===== RECORDS SUPPLIED
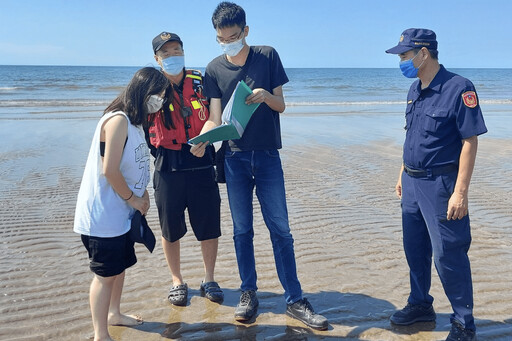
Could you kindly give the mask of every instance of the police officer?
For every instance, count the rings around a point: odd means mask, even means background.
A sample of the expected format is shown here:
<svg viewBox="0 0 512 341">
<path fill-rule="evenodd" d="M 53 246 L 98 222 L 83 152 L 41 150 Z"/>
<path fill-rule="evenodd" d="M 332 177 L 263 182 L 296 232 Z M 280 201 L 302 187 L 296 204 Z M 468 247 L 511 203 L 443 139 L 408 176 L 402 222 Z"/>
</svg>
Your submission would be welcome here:
<svg viewBox="0 0 512 341">
<path fill-rule="evenodd" d="M 400 57 L 409 89 L 403 164 L 396 185 L 402 202 L 408 303 L 391 316 L 397 325 L 434 321 L 429 295 L 432 255 L 452 305 L 446 340 L 474 340 L 473 286 L 468 250 L 468 189 L 478 138 L 487 132 L 473 84 L 438 62 L 436 34 L 410 28 L 386 51 Z"/>
</svg>

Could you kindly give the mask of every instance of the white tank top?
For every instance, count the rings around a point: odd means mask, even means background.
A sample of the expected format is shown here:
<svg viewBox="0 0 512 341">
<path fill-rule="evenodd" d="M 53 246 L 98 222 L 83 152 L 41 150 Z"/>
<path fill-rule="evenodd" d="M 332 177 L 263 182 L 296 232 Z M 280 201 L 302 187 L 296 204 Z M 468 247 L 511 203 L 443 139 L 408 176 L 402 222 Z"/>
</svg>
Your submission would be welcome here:
<svg viewBox="0 0 512 341">
<path fill-rule="evenodd" d="M 130 218 L 135 209 L 105 178 L 100 155 L 101 129 L 105 121 L 115 115 L 123 115 L 128 120 L 128 140 L 119 166 L 121 173 L 133 194 L 139 197 L 149 183 L 149 149 L 142 127 L 130 124 L 128 116 L 121 111 L 103 115 L 94 132 L 78 192 L 73 229 L 76 233 L 109 238 L 123 235 L 130 229 Z"/>
</svg>

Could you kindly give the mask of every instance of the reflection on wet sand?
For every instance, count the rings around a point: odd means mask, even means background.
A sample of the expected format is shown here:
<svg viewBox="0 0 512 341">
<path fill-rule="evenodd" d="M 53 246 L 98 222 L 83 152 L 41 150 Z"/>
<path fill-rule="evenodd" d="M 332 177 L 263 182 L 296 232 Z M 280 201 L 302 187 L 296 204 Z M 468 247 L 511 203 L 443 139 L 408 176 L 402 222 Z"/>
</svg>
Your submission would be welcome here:
<svg viewBox="0 0 512 341">
<path fill-rule="evenodd" d="M 288 120 L 297 134 L 301 125 L 294 119 L 285 117 L 283 121 Z M 330 120 L 339 127 L 340 135 L 344 130 L 350 132 L 343 117 Z M 80 239 L 72 232 L 90 137 L 83 122 L 73 122 L 37 122 L 39 136 L 46 136 L 44 142 L 27 135 L 24 144 L 0 152 L 2 340 L 80 340 L 92 333 L 88 305 L 92 275 Z M 95 123 L 91 120 L 86 126 L 92 128 Z M 8 126 L 23 131 L 26 124 L 10 121 Z M 390 131 L 386 137 L 382 135 L 385 131 L 381 129 L 376 140 L 351 136 L 350 143 L 346 139 L 340 143 L 322 140 L 321 127 L 314 124 L 302 125 L 298 133 L 304 140 L 294 138 L 292 131 L 283 133 L 281 155 L 299 278 L 305 297 L 329 319 L 327 331 L 306 328 L 285 315 L 268 231 L 256 202 L 254 243 L 260 308 L 254 321 L 234 321 L 240 280 L 222 185 L 223 236 L 216 280 L 224 289 L 224 302 L 219 305 L 200 296 L 201 251 L 191 233 L 182 241 L 182 274 L 190 287 L 187 306 L 167 302 L 171 281 L 153 204 L 148 222 L 157 236 L 157 247 L 150 254 L 137 245 L 138 263 L 127 271 L 122 302 L 126 313 L 142 315 L 145 323 L 111 327 L 114 339 L 444 339 L 450 329 L 451 309 L 435 270 L 431 294 L 438 313 L 436 323 L 400 328 L 389 323 L 392 312 L 406 303 L 409 278 L 400 206 L 393 193 L 401 147 L 397 132 Z M 473 243 L 469 255 L 481 340 L 512 339 L 511 142 L 510 138 L 480 140 L 470 190 Z"/>
</svg>

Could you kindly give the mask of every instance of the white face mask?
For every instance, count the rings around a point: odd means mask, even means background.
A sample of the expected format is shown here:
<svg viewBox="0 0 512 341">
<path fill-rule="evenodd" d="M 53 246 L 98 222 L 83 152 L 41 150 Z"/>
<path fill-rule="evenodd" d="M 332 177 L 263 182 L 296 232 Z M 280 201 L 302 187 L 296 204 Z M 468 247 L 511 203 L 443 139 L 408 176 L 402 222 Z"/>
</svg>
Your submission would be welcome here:
<svg viewBox="0 0 512 341">
<path fill-rule="evenodd" d="M 146 102 L 146 109 L 149 114 L 153 114 L 158 110 L 162 109 L 162 105 L 164 104 L 164 99 L 158 97 L 157 95 L 151 95 Z"/>
<path fill-rule="evenodd" d="M 237 40 L 237 41 L 234 41 L 232 43 L 219 43 L 220 47 L 222 48 L 222 51 L 230 56 L 230 57 L 234 57 L 236 56 L 237 54 L 240 53 L 240 51 L 242 51 L 242 49 L 244 48 L 244 38 L 242 37 L 240 40 Z"/>
<path fill-rule="evenodd" d="M 162 67 L 165 73 L 177 76 L 185 67 L 185 56 L 170 56 L 162 59 Z"/>
</svg>

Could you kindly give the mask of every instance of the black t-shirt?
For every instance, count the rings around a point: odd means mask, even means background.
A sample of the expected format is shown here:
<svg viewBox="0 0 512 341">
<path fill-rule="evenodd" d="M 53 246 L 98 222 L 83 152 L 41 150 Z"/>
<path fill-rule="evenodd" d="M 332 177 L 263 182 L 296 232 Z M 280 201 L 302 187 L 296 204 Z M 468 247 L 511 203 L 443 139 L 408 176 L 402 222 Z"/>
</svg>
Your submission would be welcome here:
==========
_TASK DIRECTIONS_
Copy every entry word for word, but omit the pictures.

_TASK RESPONSE_
Could you kindly give the mask of every instance of the police officer?
For every instance, count the rings around a point: odd means mask, even means background.
A sample of the expected format is shown here:
<svg viewBox="0 0 512 341">
<path fill-rule="evenodd" d="M 53 246 L 98 222 L 83 152 L 41 150 Z"/>
<path fill-rule="evenodd" d="M 332 177 L 263 182 L 296 232 Z M 280 201 L 302 187 L 296 204 Z M 468 247 L 511 203 L 443 139 L 408 176 L 402 222 Z"/>
</svg>
Your submission would be welcome here:
<svg viewBox="0 0 512 341">
<path fill-rule="evenodd" d="M 400 57 L 409 89 L 403 164 L 396 185 L 402 202 L 408 303 L 391 316 L 397 325 L 434 321 L 429 295 L 432 255 L 452 305 L 446 340 L 474 340 L 473 286 L 468 250 L 468 189 L 478 138 L 487 132 L 473 84 L 438 62 L 436 34 L 410 28 L 386 51 Z"/>
</svg>

Could you kindly give the mask of every instance of the white tank top?
For every instance, count the rings around a point: odd means mask, even means background.
A sample of the expected format is shown here:
<svg viewBox="0 0 512 341">
<path fill-rule="evenodd" d="M 53 246 L 98 222 L 83 152 L 41 150 Z"/>
<path fill-rule="evenodd" d="M 332 177 L 263 182 L 296 232 Z M 280 201 L 302 187 L 296 204 Z M 468 247 L 511 203 L 443 139 L 408 176 L 402 222 Z"/>
</svg>
Your submission would be welcome here:
<svg viewBox="0 0 512 341">
<path fill-rule="evenodd" d="M 130 218 L 135 209 L 105 178 L 100 155 L 101 129 L 105 121 L 115 115 L 123 115 L 128 120 L 128 140 L 119 166 L 121 173 L 133 194 L 139 197 L 149 183 L 149 149 L 142 127 L 130 124 L 128 116 L 121 111 L 103 115 L 94 132 L 78 192 L 73 229 L 76 233 L 109 238 L 123 235 L 130 229 Z"/>
</svg>

Could you kindly give the mask of every instance of the reflection on wet sand?
For every instance, count the rings around a point: odd means mask, even means background.
A sample of the expected format is shown here:
<svg viewBox="0 0 512 341">
<path fill-rule="evenodd" d="M 53 246 L 98 222 L 83 152 L 41 150 Z"/>
<path fill-rule="evenodd" d="M 332 177 L 263 182 L 296 232 Z M 280 201 L 302 187 L 296 204 Z M 468 247 L 511 203 L 443 139 L 408 176 L 402 222 Z"/>
</svg>
Your submission would be welcome here:
<svg viewBox="0 0 512 341">
<path fill-rule="evenodd" d="M 288 120 L 297 134 L 301 125 L 294 119 L 285 117 L 283 121 Z M 330 120 L 339 127 L 340 135 L 344 130 L 350 132 L 343 117 Z M 80 239 L 72 232 L 90 137 L 83 122 L 73 122 L 37 122 L 39 136 L 46 136 L 44 142 L 27 135 L 24 144 L 0 152 L 2 340 L 80 340 L 92 333 L 88 305 L 92 275 Z M 95 123 L 91 120 L 86 126 L 92 128 Z M 8 126 L 23 131 L 26 124 L 10 121 Z M 390 131 L 386 137 L 382 135 L 385 131 L 381 129 L 376 140 L 351 136 L 350 143 L 346 139 L 340 143 L 322 140 L 321 127 L 314 124 L 302 125 L 298 133 L 304 140 L 294 138 L 292 131 L 283 133 L 281 155 L 299 278 L 305 297 L 329 319 L 327 331 L 306 328 L 285 315 L 268 231 L 256 202 L 254 243 L 260 308 L 254 321 L 234 321 L 240 280 L 222 185 L 223 236 L 216 280 L 224 289 L 224 302 L 219 305 L 200 296 L 201 251 L 191 233 L 182 241 L 182 274 L 190 287 L 187 306 L 167 302 L 171 281 L 153 204 L 148 222 L 157 236 L 157 247 L 150 254 L 137 245 L 138 263 L 127 271 L 122 302 L 126 313 L 142 315 L 145 323 L 111 327 L 114 339 L 444 339 L 450 329 L 451 309 L 435 270 L 431 294 L 438 313 L 436 323 L 400 328 L 389 323 L 392 312 L 406 303 L 409 278 L 400 206 L 393 193 L 401 147 L 397 132 Z M 473 243 L 469 255 L 481 340 L 512 339 L 511 142 L 510 138 L 480 140 L 470 190 Z"/>
</svg>

Could you kindly give the mask of every instance of the white face mask?
For every instance, count the rings around a point: odd means mask, even means background.
A sample of the expected format is shown here:
<svg viewBox="0 0 512 341">
<path fill-rule="evenodd" d="M 53 246 L 98 222 L 83 152 L 41 150 Z"/>
<path fill-rule="evenodd" d="M 332 177 L 263 182 L 296 232 Z M 280 201 L 302 187 L 296 204 Z M 468 247 L 511 203 L 443 139 L 408 176 L 402 222 Z"/>
</svg>
Your submission would be welcome here:
<svg viewBox="0 0 512 341">
<path fill-rule="evenodd" d="M 146 102 L 146 109 L 149 114 L 153 114 L 158 110 L 162 109 L 162 105 L 164 104 L 164 99 L 158 97 L 157 95 L 151 95 Z"/>
<path fill-rule="evenodd" d="M 237 40 L 237 41 L 234 41 L 232 43 L 219 43 L 220 47 L 222 48 L 222 51 L 230 56 L 230 57 L 234 57 L 236 56 L 237 54 L 240 53 L 240 51 L 242 51 L 242 49 L 244 48 L 244 38 L 242 37 L 240 40 Z"/>
<path fill-rule="evenodd" d="M 162 67 L 165 73 L 177 76 L 185 67 L 185 56 L 170 56 L 162 59 Z"/>
</svg>

Could you kindly give the mask of every instance of the black t-shirt?
For every instance, count the rings around a point: odd means mask, even means background.
A sample of the expected format is shown here:
<svg viewBox="0 0 512 341">
<path fill-rule="evenodd" d="M 53 246 L 98 222 L 83 152 L 41 150 Z"/>
<path fill-rule="evenodd" d="M 332 177 L 263 182 L 296 232 Z M 280 201 L 302 187 L 296 204 Z M 468 247 L 511 203 L 443 139 L 408 176 L 402 222 Z"/>
</svg>
Your submission would be welcome here:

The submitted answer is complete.